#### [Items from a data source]
· · · ·
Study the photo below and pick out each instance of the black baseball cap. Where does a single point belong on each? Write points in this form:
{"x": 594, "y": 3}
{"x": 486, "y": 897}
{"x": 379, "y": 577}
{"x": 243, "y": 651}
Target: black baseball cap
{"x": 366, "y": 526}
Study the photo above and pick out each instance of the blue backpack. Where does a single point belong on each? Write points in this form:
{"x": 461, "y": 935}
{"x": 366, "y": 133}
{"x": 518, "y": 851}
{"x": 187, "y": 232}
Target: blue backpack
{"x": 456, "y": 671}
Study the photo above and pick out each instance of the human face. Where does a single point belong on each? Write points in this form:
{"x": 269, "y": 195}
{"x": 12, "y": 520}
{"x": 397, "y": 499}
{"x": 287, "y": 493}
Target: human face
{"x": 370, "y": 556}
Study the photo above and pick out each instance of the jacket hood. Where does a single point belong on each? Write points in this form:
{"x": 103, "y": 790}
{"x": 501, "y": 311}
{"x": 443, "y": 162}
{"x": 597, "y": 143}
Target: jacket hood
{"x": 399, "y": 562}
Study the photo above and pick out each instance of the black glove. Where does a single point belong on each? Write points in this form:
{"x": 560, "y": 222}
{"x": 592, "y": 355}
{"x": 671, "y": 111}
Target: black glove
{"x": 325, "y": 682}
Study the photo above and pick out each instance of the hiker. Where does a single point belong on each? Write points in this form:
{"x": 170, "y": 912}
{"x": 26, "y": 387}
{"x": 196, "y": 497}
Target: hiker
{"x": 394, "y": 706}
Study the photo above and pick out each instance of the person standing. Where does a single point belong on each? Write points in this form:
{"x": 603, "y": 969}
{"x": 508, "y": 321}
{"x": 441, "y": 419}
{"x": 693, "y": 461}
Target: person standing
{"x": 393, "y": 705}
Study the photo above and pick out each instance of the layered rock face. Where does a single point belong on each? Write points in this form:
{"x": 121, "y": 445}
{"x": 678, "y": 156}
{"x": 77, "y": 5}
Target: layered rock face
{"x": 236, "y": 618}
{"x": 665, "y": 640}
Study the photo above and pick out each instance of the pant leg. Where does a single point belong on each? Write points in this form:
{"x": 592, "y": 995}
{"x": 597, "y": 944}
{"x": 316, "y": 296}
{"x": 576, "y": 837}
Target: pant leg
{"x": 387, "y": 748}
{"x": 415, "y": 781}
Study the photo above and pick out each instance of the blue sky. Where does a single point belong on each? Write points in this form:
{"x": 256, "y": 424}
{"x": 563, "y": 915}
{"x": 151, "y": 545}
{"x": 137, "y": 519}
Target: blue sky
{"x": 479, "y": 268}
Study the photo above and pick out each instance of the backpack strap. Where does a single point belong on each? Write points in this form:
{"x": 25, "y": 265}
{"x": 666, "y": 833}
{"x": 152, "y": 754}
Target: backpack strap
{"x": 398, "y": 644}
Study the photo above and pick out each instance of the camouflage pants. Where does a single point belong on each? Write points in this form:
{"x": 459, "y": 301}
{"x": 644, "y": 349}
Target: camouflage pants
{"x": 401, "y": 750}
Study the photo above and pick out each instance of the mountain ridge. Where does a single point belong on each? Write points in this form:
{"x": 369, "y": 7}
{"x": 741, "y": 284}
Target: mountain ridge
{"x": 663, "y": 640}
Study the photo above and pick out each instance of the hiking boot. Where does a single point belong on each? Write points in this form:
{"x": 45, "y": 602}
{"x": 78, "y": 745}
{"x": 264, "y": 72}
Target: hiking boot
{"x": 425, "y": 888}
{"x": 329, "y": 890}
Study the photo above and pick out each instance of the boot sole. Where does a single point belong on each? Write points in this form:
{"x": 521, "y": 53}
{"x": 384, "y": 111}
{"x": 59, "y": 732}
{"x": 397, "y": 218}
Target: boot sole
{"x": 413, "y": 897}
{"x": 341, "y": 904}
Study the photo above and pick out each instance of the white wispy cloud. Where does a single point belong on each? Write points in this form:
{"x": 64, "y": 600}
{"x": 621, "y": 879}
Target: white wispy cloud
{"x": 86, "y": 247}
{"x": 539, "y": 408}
· · · ·
A verbatim copy of every record is what you should return.

Study the photo below and pick out each instance of the black baseball cap. Where does a single point belong on each? Write points in this form:
{"x": 594, "y": 3}
{"x": 486, "y": 897}
{"x": 379, "y": 577}
{"x": 243, "y": 651}
Target: black baseball cap
{"x": 366, "y": 526}
Study the photo above and pick out each instance of the blue backpack. Where does a single point belong on each? Write points in this form:
{"x": 461, "y": 935}
{"x": 366, "y": 133}
{"x": 518, "y": 851}
{"x": 187, "y": 232}
Target: blue backpack
{"x": 456, "y": 671}
Study the photo above and pick out each instance of the human face. Where does a single point belong on each? Write points in this form:
{"x": 269, "y": 195}
{"x": 12, "y": 520}
{"x": 397, "y": 499}
{"x": 287, "y": 493}
Target: human face
{"x": 370, "y": 556}
Study the photo above and pick out each instance of the jacket hood. Where does a single point belong on each? Write points in this form:
{"x": 103, "y": 790}
{"x": 501, "y": 311}
{"x": 443, "y": 162}
{"x": 597, "y": 143}
Target: jacket hood
{"x": 399, "y": 562}
Study the photo above and pick out each instance of the black glove. Where does a single point belong on each? Write points in this form:
{"x": 560, "y": 222}
{"x": 592, "y": 355}
{"x": 671, "y": 111}
Target: black glove
{"x": 325, "y": 682}
Study the photo above and pick out each instance of the hiker. Where does a single point belong on each? Write points in this form:
{"x": 170, "y": 912}
{"x": 26, "y": 387}
{"x": 196, "y": 497}
Target: hiker
{"x": 394, "y": 706}
Study the photo above and pick out each instance of the person standing. Where does a single point belong on each? Write points in this form:
{"x": 603, "y": 969}
{"x": 508, "y": 321}
{"x": 441, "y": 419}
{"x": 693, "y": 461}
Target: person standing
{"x": 393, "y": 705}
Study the photo above and pick out each instance of the layered rock face. Where does a single point belong on each? Write points in this form:
{"x": 121, "y": 445}
{"x": 678, "y": 156}
{"x": 77, "y": 5}
Target: layered rock face
{"x": 236, "y": 618}
{"x": 665, "y": 640}
Study the photo above and pick out each instance of the pant leg. Where does a single point belong on each? Write points in this form:
{"x": 592, "y": 995}
{"x": 597, "y": 944}
{"x": 316, "y": 296}
{"x": 576, "y": 837}
Target: pant leg
{"x": 387, "y": 748}
{"x": 415, "y": 781}
Study the photo above and pick out each instance of the blue sky. Where does a single point belong on each? Write points in this form:
{"x": 256, "y": 424}
{"x": 563, "y": 915}
{"x": 151, "y": 545}
{"x": 137, "y": 519}
Target: blue sky
{"x": 479, "y": 268}
Study the photo above and pick out each instance of the backpack strap. Where does a single point belong on each? Write points in this form:
{"x": 25, "y": 265}
{"x": 666, "y": 833}
{"x": 152, "y": 754}
Target: backpack strap
{"x": 398, "y": 644}
Study the photo above and pick out each instance of the camouflage pants. Where does a single point belong on each? Write points in this form:
{"x": 459, "y": 301}
{"x": 644, "y": 349}
Target: camouflage pants
{"x": 401, "y": 750}
Study the photo above and pick out each instance of the mountain ridge. Where does a single point belong on each? Write points in this form:
{"x": 369, "y": 7}
{"x": 741, "y": 284}
Target: mountain ridge
{"x": 663, "y": 640}
Study the photo above and pick out each instance of the hiking boot. Where does a single point belong on each? Write points in this form:
{"x": 45, "y": 602}
{"x": 78, "y": 745}
{"x": 264, "y": 72}
Target: hiking boot
{"x": 425, "y": 888}
{"x": 329, "y": 890}
Study the photo above and pick out each instance of the boot sole. Where does a single point belong on each? Write points in this form:
{"x": 521, "y": 53}
{"x": 384, "y": 111}
{"x": 59, "y": 732}
{"x": 397, "y": 218}
Target: boot sole
{"x": 413, "y": 897}
{"x": 341, "y": 904}
Study the photo above and pick out each instance of the white wispy cloud. Where does a single point belong on each? Write points in this form:
{"x": 64, "y": 600}
{"x": 621, "y": 879}
Target: white wispy cloud
{"x": 86, "y": 247}
{"x": 539, "y": 408}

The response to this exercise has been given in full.